Member of the Chamber of Deputies
- In office 25 May 1972 – 14 April 1994
- Constituency: Verona

Personal details
- Born: 10 February 1930 Viterbo, Italy
- Died: 18 June 2026 (aged 96) Rome, Italy
- Party: PRI (1965–1994); PDS (1994–1998);
- Education: Sapienza University of Rome
- Profession: Journalist

= Adolfo Battaglia =

Italian journalist and politician (1930–2026)

Adolfo Battaglia (10 February 1930 – 18 June 2026) was an Italian journalist and politician who served as the minister of industry, commerce and craftsmanship between 1987 and 1991 in three successive cabinets. He was a long-term member of the Chamber of Deputies.

==Life and career==
Born in Viterbo on 10 February 1930, Battaglia obtained a bachelor's degree in law in Rome in 1953. In 1965 he joined the Italian Republican Party (PRI), serving as a member of the party's national directorate and then its deputy political secretary. Within the party Battaglia was part of the pro-socialist faction.

Battaglia served as a deputy for six terms between the legislatures VI and XI. He was first elected to the Chamber of Deputies in 1972 for the PRI. In the 1980s he was the parliamentary leader of the party. He also worked as an undersecretary for foreign affairs for two terms.

He was the minister of industry, commerce and craftsmanship in the cabinets of Goria, De Mita and Andreotti. In 1991 he was appointed minister of state holdings to the cabinet led by Giulio Andreotti, but like the other designated ministers from the PRI Battaglia did not take an oath due to the veto by the Italian Socialist Party on the appointment of Giuseppe Galasso to the Ministry of Telecommunications. He left the PRI in 1994 and joined the Democratic Party of the Left (PDS) of which he was a member of the national directorate before he retired from politics.

Battaglia worked as a journalist from 1958 and contributed to many publications, including Il Mondo, Panorama, La Stampa, Corriere della Sera, Il Giorno and Il Messaggero. He was the director of La Voce Repubblicana newspaper from 1967 to 1972.

Battaglia died on 18 June 2026, at the age of 96.

● **Dataset**
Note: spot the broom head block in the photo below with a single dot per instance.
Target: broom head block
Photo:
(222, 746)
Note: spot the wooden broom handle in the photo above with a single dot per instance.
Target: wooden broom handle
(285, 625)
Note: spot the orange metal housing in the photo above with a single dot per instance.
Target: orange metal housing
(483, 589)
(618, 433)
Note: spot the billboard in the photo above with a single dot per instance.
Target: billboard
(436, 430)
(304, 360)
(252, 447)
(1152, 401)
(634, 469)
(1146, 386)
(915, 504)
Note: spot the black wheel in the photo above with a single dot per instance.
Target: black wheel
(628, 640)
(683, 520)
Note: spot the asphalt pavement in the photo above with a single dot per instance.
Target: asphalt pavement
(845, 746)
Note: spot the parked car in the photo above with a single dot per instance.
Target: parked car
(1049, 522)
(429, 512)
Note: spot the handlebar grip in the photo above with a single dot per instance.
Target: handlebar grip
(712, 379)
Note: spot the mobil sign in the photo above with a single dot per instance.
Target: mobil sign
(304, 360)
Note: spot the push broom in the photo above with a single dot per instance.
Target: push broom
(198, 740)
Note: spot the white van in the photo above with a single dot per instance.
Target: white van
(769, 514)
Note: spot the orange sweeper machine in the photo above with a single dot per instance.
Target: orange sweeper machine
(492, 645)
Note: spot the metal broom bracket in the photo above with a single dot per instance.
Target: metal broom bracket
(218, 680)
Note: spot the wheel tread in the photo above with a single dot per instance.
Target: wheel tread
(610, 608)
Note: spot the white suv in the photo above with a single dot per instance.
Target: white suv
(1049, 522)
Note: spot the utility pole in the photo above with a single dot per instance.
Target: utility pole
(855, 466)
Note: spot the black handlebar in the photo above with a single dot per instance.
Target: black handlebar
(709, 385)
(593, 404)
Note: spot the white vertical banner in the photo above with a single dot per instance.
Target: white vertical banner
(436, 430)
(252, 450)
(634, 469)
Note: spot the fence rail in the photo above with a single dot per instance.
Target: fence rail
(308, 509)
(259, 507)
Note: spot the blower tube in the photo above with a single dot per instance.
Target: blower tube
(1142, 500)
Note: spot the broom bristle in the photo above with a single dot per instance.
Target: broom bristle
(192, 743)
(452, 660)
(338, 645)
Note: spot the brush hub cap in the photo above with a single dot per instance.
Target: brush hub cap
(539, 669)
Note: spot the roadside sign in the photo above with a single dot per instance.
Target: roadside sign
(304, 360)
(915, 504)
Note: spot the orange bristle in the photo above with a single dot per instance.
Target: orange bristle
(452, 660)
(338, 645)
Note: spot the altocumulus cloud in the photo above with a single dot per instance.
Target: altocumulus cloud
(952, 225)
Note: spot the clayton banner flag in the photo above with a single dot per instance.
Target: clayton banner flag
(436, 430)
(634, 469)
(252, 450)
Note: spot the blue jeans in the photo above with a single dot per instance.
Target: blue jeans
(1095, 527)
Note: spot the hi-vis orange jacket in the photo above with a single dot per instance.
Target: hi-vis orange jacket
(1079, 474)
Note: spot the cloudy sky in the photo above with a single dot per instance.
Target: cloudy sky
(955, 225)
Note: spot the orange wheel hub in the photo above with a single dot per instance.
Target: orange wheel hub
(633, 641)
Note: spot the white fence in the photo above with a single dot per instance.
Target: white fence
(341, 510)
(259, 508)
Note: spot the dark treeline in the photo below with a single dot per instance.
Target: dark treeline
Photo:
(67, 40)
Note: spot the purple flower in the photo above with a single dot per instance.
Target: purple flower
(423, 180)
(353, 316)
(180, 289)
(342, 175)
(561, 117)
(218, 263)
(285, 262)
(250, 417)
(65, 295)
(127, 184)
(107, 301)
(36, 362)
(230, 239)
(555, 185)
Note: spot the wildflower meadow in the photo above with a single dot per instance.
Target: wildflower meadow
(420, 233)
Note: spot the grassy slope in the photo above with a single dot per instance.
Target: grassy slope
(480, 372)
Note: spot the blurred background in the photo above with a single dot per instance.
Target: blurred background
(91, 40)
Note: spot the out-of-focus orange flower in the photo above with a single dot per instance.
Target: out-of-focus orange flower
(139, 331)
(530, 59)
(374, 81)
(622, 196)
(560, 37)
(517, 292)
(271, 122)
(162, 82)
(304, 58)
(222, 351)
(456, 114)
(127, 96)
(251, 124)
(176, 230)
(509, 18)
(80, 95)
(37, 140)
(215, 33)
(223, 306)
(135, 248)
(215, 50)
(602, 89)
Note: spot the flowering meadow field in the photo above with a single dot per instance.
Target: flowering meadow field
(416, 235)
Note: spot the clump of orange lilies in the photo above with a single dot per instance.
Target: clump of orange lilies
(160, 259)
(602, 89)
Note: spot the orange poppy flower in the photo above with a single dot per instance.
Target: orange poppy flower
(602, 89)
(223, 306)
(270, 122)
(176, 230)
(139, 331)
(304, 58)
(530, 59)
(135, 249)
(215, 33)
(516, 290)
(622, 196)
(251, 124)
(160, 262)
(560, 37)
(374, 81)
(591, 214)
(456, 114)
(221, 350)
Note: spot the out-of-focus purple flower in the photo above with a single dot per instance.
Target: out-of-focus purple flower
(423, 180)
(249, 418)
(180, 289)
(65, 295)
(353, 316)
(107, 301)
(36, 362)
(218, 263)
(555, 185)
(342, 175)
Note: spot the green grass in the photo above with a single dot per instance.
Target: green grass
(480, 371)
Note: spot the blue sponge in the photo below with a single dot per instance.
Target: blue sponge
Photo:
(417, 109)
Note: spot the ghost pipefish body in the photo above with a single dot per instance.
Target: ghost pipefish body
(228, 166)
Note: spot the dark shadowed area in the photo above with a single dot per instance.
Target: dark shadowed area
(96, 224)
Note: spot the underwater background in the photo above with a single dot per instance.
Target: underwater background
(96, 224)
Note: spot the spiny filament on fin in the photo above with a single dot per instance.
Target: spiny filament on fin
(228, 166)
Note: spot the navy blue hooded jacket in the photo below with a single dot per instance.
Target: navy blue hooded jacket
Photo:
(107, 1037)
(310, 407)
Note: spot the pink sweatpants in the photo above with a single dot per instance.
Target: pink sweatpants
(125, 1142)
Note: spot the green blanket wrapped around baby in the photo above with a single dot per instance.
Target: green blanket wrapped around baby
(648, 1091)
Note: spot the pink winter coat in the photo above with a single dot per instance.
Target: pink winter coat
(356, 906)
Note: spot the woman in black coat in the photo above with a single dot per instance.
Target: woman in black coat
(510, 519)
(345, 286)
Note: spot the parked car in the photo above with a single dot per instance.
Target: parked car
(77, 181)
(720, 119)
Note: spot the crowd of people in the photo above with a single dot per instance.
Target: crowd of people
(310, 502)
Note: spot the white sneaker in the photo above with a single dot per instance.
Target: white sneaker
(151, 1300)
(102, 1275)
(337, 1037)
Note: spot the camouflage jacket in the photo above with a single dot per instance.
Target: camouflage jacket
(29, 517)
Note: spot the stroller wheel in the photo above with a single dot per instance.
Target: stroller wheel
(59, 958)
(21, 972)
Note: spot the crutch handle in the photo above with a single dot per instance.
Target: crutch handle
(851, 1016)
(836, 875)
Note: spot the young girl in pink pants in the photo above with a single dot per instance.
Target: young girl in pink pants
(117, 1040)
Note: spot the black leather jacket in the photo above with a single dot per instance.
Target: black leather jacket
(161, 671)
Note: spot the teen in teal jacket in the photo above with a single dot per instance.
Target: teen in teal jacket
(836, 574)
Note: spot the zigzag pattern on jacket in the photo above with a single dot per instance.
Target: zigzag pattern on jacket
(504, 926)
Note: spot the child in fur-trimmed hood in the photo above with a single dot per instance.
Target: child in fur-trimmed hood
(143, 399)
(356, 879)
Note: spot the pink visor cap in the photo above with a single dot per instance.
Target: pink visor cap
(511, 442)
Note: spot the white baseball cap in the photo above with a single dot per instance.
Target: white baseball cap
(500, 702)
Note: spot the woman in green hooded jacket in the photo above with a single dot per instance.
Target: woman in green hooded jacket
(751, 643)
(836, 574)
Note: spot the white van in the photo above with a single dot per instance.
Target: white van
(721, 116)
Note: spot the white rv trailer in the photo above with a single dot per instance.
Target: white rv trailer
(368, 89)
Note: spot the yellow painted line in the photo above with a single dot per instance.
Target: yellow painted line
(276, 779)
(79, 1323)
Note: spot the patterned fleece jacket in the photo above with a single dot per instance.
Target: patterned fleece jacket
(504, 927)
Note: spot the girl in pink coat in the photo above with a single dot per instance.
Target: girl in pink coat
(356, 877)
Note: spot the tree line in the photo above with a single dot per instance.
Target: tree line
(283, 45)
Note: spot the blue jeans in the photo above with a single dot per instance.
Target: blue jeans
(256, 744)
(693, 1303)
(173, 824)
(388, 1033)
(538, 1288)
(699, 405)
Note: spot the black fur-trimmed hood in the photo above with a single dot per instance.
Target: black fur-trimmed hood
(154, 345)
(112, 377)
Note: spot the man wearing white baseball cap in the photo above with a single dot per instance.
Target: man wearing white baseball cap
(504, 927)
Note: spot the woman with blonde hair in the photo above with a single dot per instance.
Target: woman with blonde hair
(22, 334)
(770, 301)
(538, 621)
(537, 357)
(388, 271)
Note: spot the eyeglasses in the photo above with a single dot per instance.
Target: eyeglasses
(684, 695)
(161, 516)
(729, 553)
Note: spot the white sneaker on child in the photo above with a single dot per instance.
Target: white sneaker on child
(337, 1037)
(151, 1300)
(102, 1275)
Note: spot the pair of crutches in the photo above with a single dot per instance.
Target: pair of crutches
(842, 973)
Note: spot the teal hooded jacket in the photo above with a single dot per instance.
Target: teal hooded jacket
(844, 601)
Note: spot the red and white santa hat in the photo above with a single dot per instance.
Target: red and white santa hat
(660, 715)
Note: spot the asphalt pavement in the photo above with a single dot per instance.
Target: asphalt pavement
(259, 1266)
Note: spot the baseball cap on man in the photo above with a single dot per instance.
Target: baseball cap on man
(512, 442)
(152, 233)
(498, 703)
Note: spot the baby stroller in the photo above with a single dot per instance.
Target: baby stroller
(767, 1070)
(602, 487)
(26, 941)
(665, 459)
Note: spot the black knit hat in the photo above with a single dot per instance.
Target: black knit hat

● **Questions on the material**
**A.** In the Adolfo Battaglia text, which newspaper did he direct from 1967 to 1972?
**B.** Please repeat the Adolfo Battaglia text from "Battaglia served as" up to and including "for two terms.".

● **Solutions to the exercise**
**A.** La Voce Repubblicana

**B.**
Battaglia served as a deputy for six terms between the legislatures VI and XI. He was first elected to the Chamber of Deputies in 1972 for the PRI. In the 1980s he was the parliamentary leader of the party. He also worked as an undersecretary for foreign affairs for two terms.